Given records:
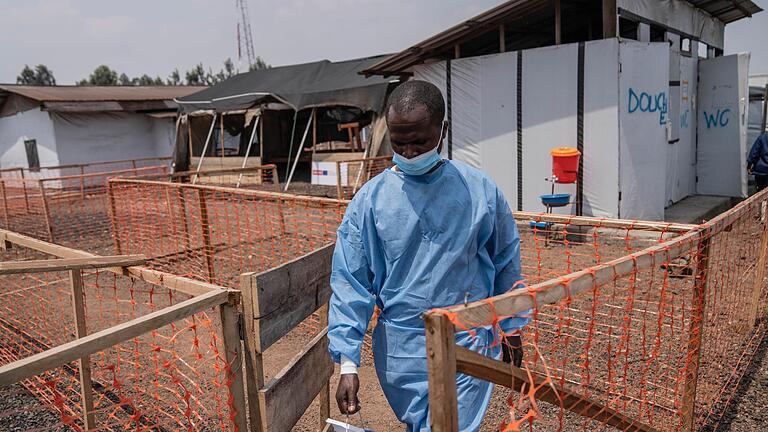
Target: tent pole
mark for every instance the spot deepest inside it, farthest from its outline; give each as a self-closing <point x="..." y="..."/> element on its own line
<point x="298" y="155"/>
<point x="176" y="142"/>
<point x="290" y="144"/>
<point x="205" y="148"/>
<point x="765" y="110"/>
<point x="360" y="172"/>
<point x="248" y="151"/>
<point x="189" y="138"/>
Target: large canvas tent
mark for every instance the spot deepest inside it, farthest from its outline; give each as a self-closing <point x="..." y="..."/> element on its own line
<point x="270" y="112"/>
<point x="59" y="125"/>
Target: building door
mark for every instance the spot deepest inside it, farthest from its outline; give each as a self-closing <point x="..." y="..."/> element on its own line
<point x="722" y="126"/>
<point x="33" y="160"/>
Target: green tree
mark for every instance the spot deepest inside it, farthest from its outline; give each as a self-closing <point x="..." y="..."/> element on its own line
<point x="124" y="80"/>
<point x="144" y="80"/>
<point x="40" y="75"/>
<point x="102" y="75"/>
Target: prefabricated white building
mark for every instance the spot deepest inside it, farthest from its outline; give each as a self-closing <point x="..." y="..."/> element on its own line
<point x="59" y="125"/>
<point x="654" y="121"/>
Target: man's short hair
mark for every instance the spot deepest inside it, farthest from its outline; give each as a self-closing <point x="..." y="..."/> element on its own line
<point x="412" y="94"/>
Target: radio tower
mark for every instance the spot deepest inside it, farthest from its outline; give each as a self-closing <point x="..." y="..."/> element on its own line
<point x="244" y="35"/>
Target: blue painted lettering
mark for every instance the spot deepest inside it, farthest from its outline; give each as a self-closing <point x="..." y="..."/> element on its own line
<point x="646" y="102"/>
<point x="717" y="119"/>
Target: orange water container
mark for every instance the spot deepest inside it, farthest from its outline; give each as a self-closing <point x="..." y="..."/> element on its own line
<point x="565" y="164"/>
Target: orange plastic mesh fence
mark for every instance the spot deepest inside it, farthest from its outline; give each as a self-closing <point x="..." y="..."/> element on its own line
<point x="70" y="210"/>
<point x="351" y="175"/>
<point x="660" y="336"/>
<point x="172" y="378"/>
<point x="262" y="177"/>
<point x="214" y="234"/>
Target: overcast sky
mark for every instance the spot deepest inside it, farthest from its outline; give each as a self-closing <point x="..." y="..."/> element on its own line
<point x="72" y="37"/>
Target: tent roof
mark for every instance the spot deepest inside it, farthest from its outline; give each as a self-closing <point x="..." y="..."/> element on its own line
<point x="301" y="86"/>
<point x="18" y="98"/>
<point x="527" y="18"/>
<point x="99" y="93"/>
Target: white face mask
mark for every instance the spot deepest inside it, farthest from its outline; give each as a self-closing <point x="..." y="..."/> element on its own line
<point x="422" y="163"/>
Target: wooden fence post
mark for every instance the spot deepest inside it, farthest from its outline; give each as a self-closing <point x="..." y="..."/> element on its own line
<point x="24" y="188"/>
<point x="760" y="270"/>
<point x="696" y="334"/>
<point x="254" y="367"/>
<point x="325" y="392"/>
<point x="338" y="181"/>
<point x="184" y="224"/>
<point x="113" y="216"/>
<point x="441" y="366"/>
<point x="82" y="182"/>
<point x="5" y="206"/>
<point x="46" y="210"/>
<point x="276" y="179"/>
<point x="206" y="230"/>
<point x="86" y="389"/>
<point x="230" y="329"/>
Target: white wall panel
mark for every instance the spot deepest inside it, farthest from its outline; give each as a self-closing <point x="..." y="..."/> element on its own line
<point x="434" y="73"/>
<point x="721" y="167"/>
<point x="601" y="128"/>
<point x="466" y="84"/>
<point x="643" y="110"/>
<point x="550" y="78"/>
<point x="32" y="124"/>
<point x="498" y="147"/>
<point x="83" y="138"/>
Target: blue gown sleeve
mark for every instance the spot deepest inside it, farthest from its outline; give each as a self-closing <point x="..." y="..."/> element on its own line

Problem: Rewrite all of the items above, changing every "Target" to "Label" and keeping everything else the same. Leave the pictures out.

Solution:
Label: tent pole
mark for every instance the spot deepest inside it, farthest from its outline; give each as a self-closing <point x="..." y="..."/> element on its own line
<point x="298" y="155"/>
<point x="176" y="142"/>
<point x="290" y="144"/>
<point x="205" y="148"/>
<point x="765" y="110"/>
<point x="360" y="172"/>
<point x="248" y="151"/>
<point x="189" y="138"/>
Label: large canvas tent
mark for every instance the spot deepest inside it, farthest from its outline; give each as a self-closing <point x="..." y="..."/> element on its own line
<point x="270" y="112"/>
<point x="59" y="125"/>
Label: building door
mark for every instance the spot deepest inside it, farthest from its outline; give each as a self-closing <point x="..." y="..."/> element on its own line
<point x="722" y="126"/>
<point x="33" y="160"/>
Label: green tree
mark for every instance the spot deepest inside it, farthest from its outline; give each as a self-closing <point x="..." y="..."/> element on its own line
<point x="124" y="80"/>
<point x="144" y="80"/>
<point x="40" y="75"/>
<point x="102" y="75"/>
Label: prefabricated white building
mark for every instance the spot deepest inside it, farthest from its outline; give each as a self-closing <point x="..." y="..."/> element on its own line
<point x="59" y="125"/>
<point x="654" y="121"/>
Label: man's short hair
mark for every instance the spot deepest inside it, farthest from its outline; give each as a self-closing <point x="..." y="..."/> element on its own line
<point x="412" y="94"/>
Label: radio tower
mark for every instance the spot deepest inside it, farthest from its outline; give each as a self-closing <point x="..." y="..."/> element on its own line
<point x="244" y="35"/>
Label: blue painted lettering
mark for every instance the spot deepest inside it, farthest from its outline; give each as a self-closing <point x="..." y="..."/> element on its own line
<point x="646" y="102"/>
<point x="717" y="119"/>
Label: orange water container
mark for every instance the spot deepest inside it, farthest from its outline; give each as a self-closing <point x="..." y="..."/> element on its own line
<point x="565" y="164"/>
Label: orange plastic mesh fence
mark for every instance the spot deepest inside it, farthest from its outline; give each as a self-closing <point x="..." y="..."/> element on its own line
<point x="70" y="210"/>
<point x="351" y="175"/>
<point x="660" y="336"/>
<point x="172" y="378"/>
<point x="262" y="177"/>
<point x="214" y="234"/>
Label: overcast sky
mark for every instance the spot deepest inside it, farthest from its outline; give each as a self-closing <point x="..." y="..."/> element on its own line
<point x="72" y="37"/>
Label: tent roof
mark for every instance the spot deepest inside it, farthest from its outline; give each as a self-closing <point x="..." y="..."/> element on its own line
<point x="301" y="86"/>
<point x="18" y="98"/>
<point x="527" y="18"/>
<point x="99" y="93"/>
Label: white face mask
mark for every instance the spot deepest inside it, farthest from its outline; give each as a self-closing <point x="..." y="..."/> element on its own line
<point x="422" y="163"/>
Label: wooden fence post
mark for every instance the spot deepest inside it, farthest from its outline; give each as a self-closing <point x="..." y="..."/> element on its own line
<point x="24" y="188"/>
<point x="760" y="270"/>
<point x="696" y="334"/>
<point x="254" y="367"/>
<point x="325" y="392"/>
<point x="338" y="181"/>
<point x="184" y="224"/>
<point x="113" y="216"/>
<point x="441" y="366"/>
<point x="82" y="182"/>
<point x="5" y="206"/>
<point x="46" y="210"/>
<point x="276" y="179"/>
<point x="206" y="230"/>
<point x="86" y="389"/>
<point x="230" y="329"/>
Label: white wall panel
mark for every instance the spot deepest inside it, farthest from its outline; give each as a self-closing <point x="..." y="..."/> element on its own line
<point x="434" y="73"/>
<point x="721" y="167"/>
<point x="601" y="128"/>
<point x="466" y="84"/>
<point x="643" y="110"/>
<point x="550" y="78"/>
<point x="32" y="124"/>
<point x="498" y="147"/>
<point x="83" y="138"/>
Label: blue gown sleeve
mark for every instance the spot deepest inside it, farthest from its outline; give each as a self-closing <point x="..." y="..."/> element on its own line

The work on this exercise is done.